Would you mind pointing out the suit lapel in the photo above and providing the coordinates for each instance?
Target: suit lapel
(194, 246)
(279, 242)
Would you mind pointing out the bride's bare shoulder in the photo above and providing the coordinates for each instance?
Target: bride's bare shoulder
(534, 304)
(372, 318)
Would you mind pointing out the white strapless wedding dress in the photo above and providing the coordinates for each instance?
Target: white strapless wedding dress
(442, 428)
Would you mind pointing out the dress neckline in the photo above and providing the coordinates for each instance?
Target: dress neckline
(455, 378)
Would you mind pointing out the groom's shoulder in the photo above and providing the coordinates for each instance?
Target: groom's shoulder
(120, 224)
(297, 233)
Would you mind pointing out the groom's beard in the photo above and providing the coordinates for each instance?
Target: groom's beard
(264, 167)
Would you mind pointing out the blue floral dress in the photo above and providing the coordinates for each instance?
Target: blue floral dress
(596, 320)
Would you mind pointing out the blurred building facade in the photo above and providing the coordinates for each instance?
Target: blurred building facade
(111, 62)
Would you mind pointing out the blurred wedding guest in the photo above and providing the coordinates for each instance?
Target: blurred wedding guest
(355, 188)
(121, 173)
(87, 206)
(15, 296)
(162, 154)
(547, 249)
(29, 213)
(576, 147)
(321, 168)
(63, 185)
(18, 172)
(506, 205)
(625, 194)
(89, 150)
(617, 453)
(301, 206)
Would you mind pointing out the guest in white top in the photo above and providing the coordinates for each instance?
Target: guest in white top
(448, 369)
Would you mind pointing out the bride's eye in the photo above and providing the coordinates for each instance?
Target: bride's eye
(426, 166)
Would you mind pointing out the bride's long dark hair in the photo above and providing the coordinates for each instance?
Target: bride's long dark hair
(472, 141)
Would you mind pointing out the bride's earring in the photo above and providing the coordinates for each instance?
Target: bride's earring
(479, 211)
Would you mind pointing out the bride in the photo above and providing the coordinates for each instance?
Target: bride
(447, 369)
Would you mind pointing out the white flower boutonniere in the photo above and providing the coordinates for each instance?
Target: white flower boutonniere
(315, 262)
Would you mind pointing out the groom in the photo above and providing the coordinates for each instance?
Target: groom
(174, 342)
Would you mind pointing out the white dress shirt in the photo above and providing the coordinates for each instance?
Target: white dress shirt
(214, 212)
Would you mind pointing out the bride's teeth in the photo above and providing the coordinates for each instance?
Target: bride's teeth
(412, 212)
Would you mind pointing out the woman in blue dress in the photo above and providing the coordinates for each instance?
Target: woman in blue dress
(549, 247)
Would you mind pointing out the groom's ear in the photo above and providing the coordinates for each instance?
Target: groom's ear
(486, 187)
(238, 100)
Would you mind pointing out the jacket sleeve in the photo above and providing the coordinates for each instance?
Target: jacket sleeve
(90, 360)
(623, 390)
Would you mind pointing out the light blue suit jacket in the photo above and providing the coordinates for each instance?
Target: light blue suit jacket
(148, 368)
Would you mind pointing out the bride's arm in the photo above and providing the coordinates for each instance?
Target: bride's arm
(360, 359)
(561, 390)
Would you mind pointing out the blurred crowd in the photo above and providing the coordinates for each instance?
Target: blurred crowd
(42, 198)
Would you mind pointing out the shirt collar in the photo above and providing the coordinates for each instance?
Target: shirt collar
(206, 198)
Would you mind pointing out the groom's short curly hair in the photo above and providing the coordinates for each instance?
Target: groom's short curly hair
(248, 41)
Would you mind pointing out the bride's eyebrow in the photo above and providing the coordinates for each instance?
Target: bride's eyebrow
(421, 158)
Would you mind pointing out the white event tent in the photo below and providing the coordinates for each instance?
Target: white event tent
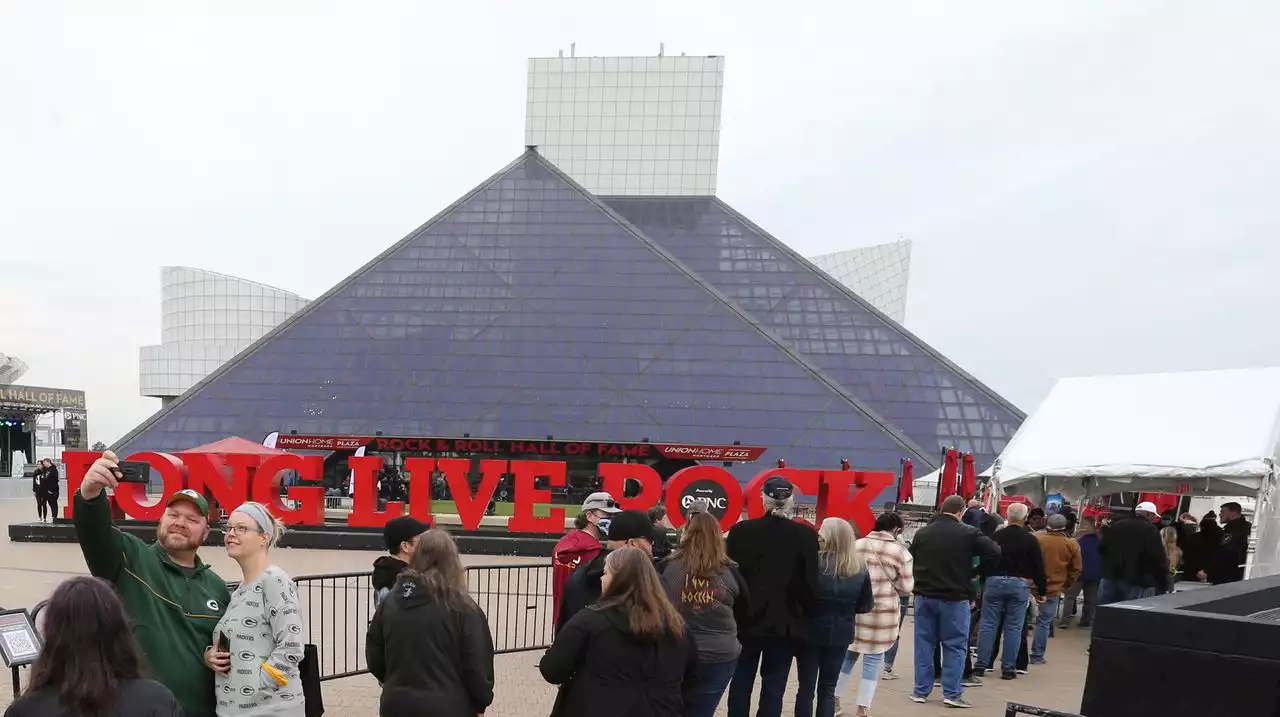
(1197, 433)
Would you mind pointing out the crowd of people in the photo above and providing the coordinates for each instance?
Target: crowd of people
(647, 629)
(159, 611)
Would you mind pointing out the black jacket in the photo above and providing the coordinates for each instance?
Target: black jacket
(606, 670)
(944, 552)
(387, 570)
(581, 589)
(137, 698)
(661, 544)
(432, 661)
(1201, 548)
(1233, 549)
(1020, 556)
(1133, 552)
(778, 560)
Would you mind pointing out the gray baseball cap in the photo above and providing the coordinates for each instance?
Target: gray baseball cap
(600, 501)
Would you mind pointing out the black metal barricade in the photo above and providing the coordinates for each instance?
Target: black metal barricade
(337, 608)
(516, 598)
(1014, 709)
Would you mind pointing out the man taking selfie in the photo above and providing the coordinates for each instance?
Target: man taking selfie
(172, 597)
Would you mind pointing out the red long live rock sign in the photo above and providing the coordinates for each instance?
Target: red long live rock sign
(231, 479)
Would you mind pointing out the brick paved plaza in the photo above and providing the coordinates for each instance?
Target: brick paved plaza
(30, 571)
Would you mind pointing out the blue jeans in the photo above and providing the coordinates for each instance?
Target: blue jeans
(1002, 599)
(891, 656)
(817, 671)
(712, 680)
(772, 657)
(1118, 590)
(944, 622)
(1043, 621)
(872, 667)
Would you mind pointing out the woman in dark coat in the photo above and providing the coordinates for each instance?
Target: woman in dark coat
(90, 663)
(429, 643)
(49, 489)
(626, 656)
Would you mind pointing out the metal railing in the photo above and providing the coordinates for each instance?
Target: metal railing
(337, 608)
(1014, 709)
(516, 599)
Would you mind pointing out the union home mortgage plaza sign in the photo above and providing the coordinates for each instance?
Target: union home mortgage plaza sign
(229, 479)
(558, 448)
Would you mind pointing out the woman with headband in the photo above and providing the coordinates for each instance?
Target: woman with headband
(257, 644)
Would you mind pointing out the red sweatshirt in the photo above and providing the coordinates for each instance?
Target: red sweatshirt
(575, 548)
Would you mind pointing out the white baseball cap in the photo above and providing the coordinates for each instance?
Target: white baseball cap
(600, 501)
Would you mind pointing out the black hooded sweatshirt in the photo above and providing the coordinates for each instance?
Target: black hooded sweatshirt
(387, 569)
(430, 660)
(607, 670)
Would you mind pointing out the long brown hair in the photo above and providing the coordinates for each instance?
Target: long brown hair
(635, 588)
(437, 569)
(702, 547)
(88, 648)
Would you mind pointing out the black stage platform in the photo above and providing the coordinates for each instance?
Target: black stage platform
(329, 537)
(1212, 651)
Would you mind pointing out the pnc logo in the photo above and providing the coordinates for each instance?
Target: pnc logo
(720, 503)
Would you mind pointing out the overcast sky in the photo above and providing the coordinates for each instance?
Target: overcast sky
(1091, 186)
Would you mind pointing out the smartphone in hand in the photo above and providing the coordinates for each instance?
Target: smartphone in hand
(132, 471)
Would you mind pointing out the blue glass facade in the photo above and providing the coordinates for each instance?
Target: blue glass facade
(530, 309)
(895, 375)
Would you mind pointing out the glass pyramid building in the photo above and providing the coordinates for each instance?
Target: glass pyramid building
(533, 307)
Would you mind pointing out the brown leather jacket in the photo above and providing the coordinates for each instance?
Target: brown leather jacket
(1063, 563)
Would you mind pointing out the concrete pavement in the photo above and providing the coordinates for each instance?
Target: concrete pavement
(28, 572)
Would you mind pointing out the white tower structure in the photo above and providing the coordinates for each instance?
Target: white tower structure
(877, 273)
(629, 126)
(208, 319)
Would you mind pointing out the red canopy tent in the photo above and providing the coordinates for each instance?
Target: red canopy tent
(968, 476)
(236, 444)
(905, 484)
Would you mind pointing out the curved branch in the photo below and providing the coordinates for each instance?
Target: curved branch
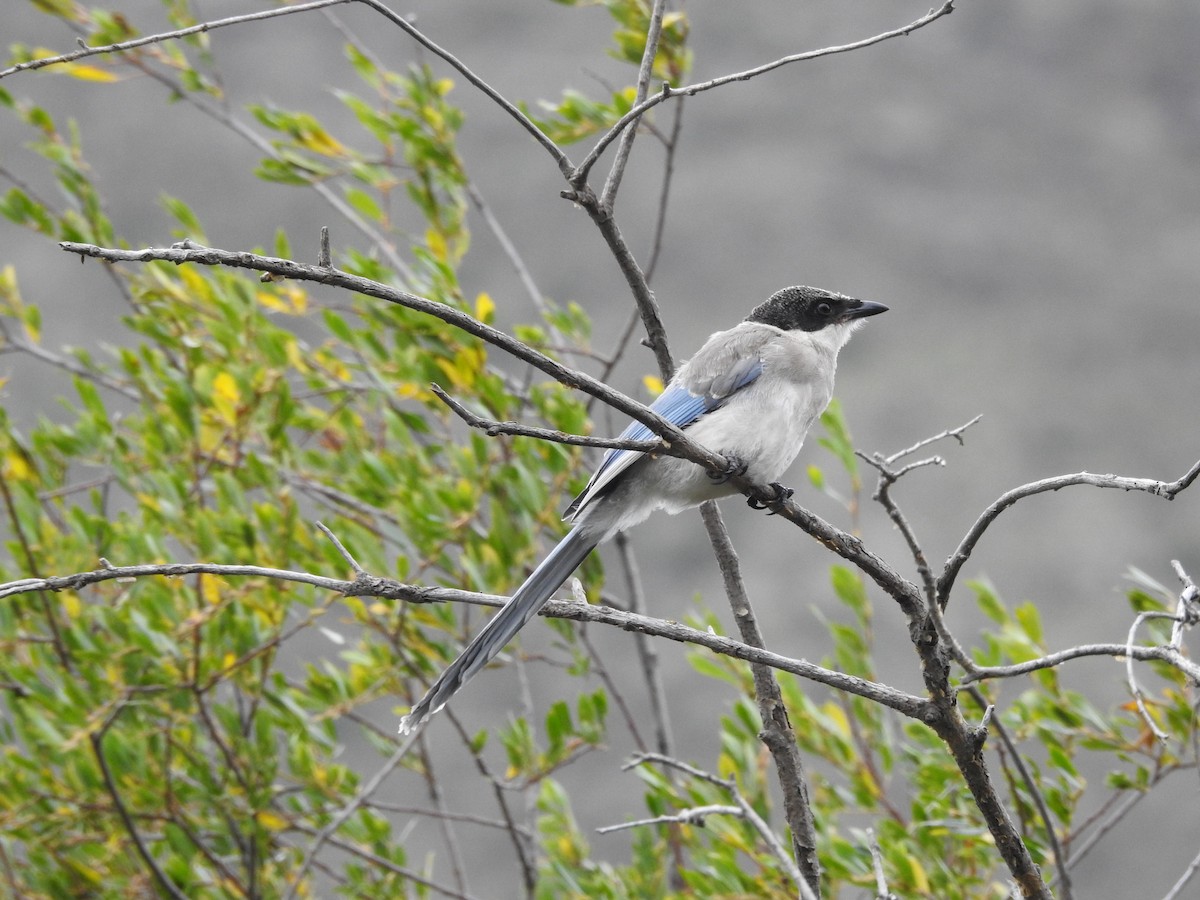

▬▬▬▬▬▬

Exercise description:
Could you write out all of the data above again, switching every "Would you mind pointing out" to "Could you mark" and keeping everything else the same? Leave the pictures out of your answer.

Task response:
Could you mark the suit lapel in the photo above and providing the coordinates for each instance?
Target: suit lapel
(194, 246)
(279, 242)
Could you mark the bride's bare shoulder in the photo above and providing the coordinates for each instance?
Target: bride's bare shoulder
(534, 304)
(372, 318)
Could you mark the white strapless wedding dress in the photo above and providing the coordinates for each instance?
Target: white strapless wedding dress
(442, 428)
Could you mark the dress neckline in the photo above and providing the coordinates for each instance?
Target: dress neckline
(455, 378)
Could you mark the groom's shoulder in the photo above and providing the coordinates for each instance?
Target: groom's shoulder
(120, 224)
(297, 233)
Could you mark the groom's beard in the photo above and providing the coordinates for each instance?
Target: groom's beard
(264, 167)
Could you mark the blue floral dress in the photo above and providing the coordinates for each instance?
Target: blue floral dress
(596, 320)
Could you mark the blurred building facade in the photo above and providing the coordinates for each instance?
Target: blurred building facade
(111, 62)
Could you mark the blurred wedding guest in the photo above and providing the coordinates for each instance?
Target: blurred wedding guest
(355, 188)
(121, 173)
(87, 206)
(15, 296)
(162, 154)
(547, 249)
(29, 213)
(576, 147)
(321, 168)
(63, 185)
(18, 172)
(506, 205)
(625, 194)
(89, 150)
(617, 453)
(301, 206)
Could you mark the guest in white top in the photo above and providing the coordinates for each instance?
Target: guest in white top
(448, 369)
Could you mark the bride's eye in the photo above and providing the coordinates for each instance?
Target: bride's eye
(426, 166)
Could you mark the bride's long dark hair in the photo above and providing the coordinates for each instance?
Target: bride's long dark hair
(472, 141)
Could you mark the bride's earring in the photo above and providing the coordinates for each instance?
Target: bride's earring
(479, 211)
Could you mark the bride in the photo above and providing the coordinates for each instance?
Target: bride
(447, 369)
Could you mark the white flower boutonniere in the photo above and providing the coordinates for each instance?
Target: white flower boutonniere
(315, 262)
Could you mark the groom in the photo above and providing the coordinates for each instance?
Target: groom
(174, 342)
Could you mark the white dress shirt in the photo above and providing the coordinates for each instance?
Target: white dress shirt
(214, 212)
Could you mark the bride's teeth in the photo above and providing the coordinates for each instance?
Target: bride's teeth
(412, 212)
Could you mark the woman in blue dress in the photo above and providing the coordinates for each instance?
Target: woman in blue dress
(549, 247)
Could you mark the groom's ear in the photo above and providing the coordinates for each instance?
Target: groom's ear
(486, 187)
(238, 100)
Could you mark the jacket sleeve in the photo above and providing the coordinates for each instance?
Target: jacket sleeve
(90, 360)
(623, 390)
Could you mark the light blue suit jacket in the photo above and providing the coordinates for each instance?
Target: light blue suit jacket
(148, 368)
Could you mark the bride's arm in the photo above and providing the coordinates for each instance?
Target: bride's arm
(360, 359)
(561, 390)
Could you mark the blurred crowd in the photo above and providing the coordinates for each instance?
Target: blurred crowd
(42, 198)
Could you mark the shirt collar in the photo above and providing the coordinates for each instance?
Target: shirt collar
(206, 198)
Could you mark the groom's short curly hair in the photo above and providing the coordinates for each instance?
Target: groom's short curly hair
(248, 41)
Could you mark the bride's eyebrow in the photo above and providing the coordinates for each instance?
Target: bride's eyebrow
(421, 158)
Could you mark the white event tent in the photo below and providing the coordinates for each instance?
Target: white event tent
(1197, 433)
Could you mark the crowd of people in the photo above and providing the coordinates for each instance?
Target: crowd of people
(647, 629)
(159, 611)
Could you mark the black jacket in the photo above and providing the coordinates for each instance?
Target: black jacket
(606, 670)
(944, 552)
(387, 570)
(581, 589)
(137, 698)
(661, 544)
(432, 661)
(1201, 548)
(1233, 549)
(1020, 556)
(1133, 552)
(778, 560)
Could you mark the gray baseball cap in the photo above and providing the coordinates for each instance?
Target: gray baseball cap
(600, 501)
Could you mark the black metal barricade in the photo above and providing the coordinates for each instance?
Target: black metal barricade
(337, 608)
(516, 598)
(1014, 709)
Could you mark the man taking selfie in the photo above and providing the coordinates for each instance?
Target: man taking selfie
(172, 597)
Could you mark the red long live rock sign in the photo above and providing the coordinates for each instance?
Target: red long live rock sign
(231, 479)
Could you mark the brick paved plaza in the photo above and providing the coordinates for each instance?
Target: brick paved plaza
(30, 571)
Could you mark the blue jeans in the photo above and providing the coordinates for each instance?
Target: blue jeans
(1002, 599)
(891, 656)
(817, 671)
(712, 680)
(772, 657)
(1118, 590)
(944, 622)
(1043, 621)
(872, 667)
Could you mark the woman in dark coat in the photo above and providing the coordinates for each instance?
Target: woman in dark coat
(90, 663)
(429, 643)
(49, 489)
(626, 656)
Could you mark the metal railing in the photo above and providing the coordinates for each instance?
Target: metal railing
(337, 608)
(1014, 709)
(516, 599)
Could you mark the union home mortgage plaza sign in the photo above and providing the coordinates for each instance?
Target: union home mortgage plaza sign
(229, 479)
(558, 448)
Could you mark the woman with headband in the photo above and providing the coordinates for each instance?
Target: woman with headband
(257, 644)
Could you mark the red sweatshirt in the photo above and providing the coordinates for each instance?
Target: red sweatshirt
(575, 548)
Could you mark the white baseball cap in the photo above and providing the coordinates for each instance?
Target: white baseball cap
(600, 501)
Could you mark the black hooded sweatshirt in the photo above and providing the coordinates for each instance?
Target: black hooded sweatshirt
(387, 569)
(430, 660)
(607, 670)
Could you mark the long brown hair in the photo above and providing the coordinates for each instance?
Target: long brown hair
(635, 588)
(437, 569)
(702, 547)
(88, 648)
Could you mark the black stage platform in the photo above and providing the coordinates for each instance?
Target: black stage platform
(329, 537)
(1212, 651)
Could you mark the pnc logo in the photo above and providing the coordinates for each instance?
Target: pnc logo
(720, 503)
Could you mark the overcast sky in the photo above and providing the coordinates for each instance?
Target: overcast sky
(1091, 186)
Could you mark the smartphone in hand in the photo above and providing the coordinates for each instance?
Target: smartphone in hand
(132, 471)
Could you mark the blue glass facade in the photo above and providing the coordinates for each instance?
Target: blue glass facade
(530, 309)
(895, 375)
Could you mark the glass pyramid building in the photo above and providing the coordinates for each instance?
Target: glass pyramid building
(533, 307)
Could you mark the brown leather jacket in the photo above and providing the coordinates for each instance?
Target: brown leather jacket
(1063, 563)
Could you mark the concrete pavement in the photo above and providing the coordinates for each instance?
Target: concrete pavement
(28, 572)
Could you mark the white tower structure in the photo above and providing the coordinates for each instance?
Target: white tower structure
(877, 273)
(629, 126)
(208, 319)
Could you mark the red canopy tent in the photo above and providing the coordinates for each instance?
Target: red canopy tent
(968, 476)
(236, 444)
(905, 484)
Could you mark the curved branch in the photo below and providing the coordinates for each instance?
Target: curved branch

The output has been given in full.